'''

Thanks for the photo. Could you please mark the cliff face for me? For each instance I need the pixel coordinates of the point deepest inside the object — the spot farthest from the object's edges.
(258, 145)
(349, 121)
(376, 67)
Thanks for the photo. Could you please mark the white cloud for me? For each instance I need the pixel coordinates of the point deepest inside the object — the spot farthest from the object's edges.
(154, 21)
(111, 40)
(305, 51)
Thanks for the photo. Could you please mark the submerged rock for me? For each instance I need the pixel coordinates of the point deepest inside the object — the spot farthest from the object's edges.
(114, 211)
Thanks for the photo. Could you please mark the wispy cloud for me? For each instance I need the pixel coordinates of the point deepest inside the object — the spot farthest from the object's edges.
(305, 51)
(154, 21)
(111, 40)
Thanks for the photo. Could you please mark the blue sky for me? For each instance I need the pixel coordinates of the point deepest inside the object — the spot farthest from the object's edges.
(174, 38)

'''

**WHAT YOU WILL DO:** Copy out the lines above, starting with the line with "Thanks for the photo. Could you please mark the blue" and going on through the last line, and offset every pixel coordinate in the answers by -87.

**COMPLETE ANSWER:**
Thanks for the photo. Could you please mark the blue sky for me? For each instance I need the pixel coordinates of the point deepest inside the object — the spot farthest from the object's edges.
(87, -49)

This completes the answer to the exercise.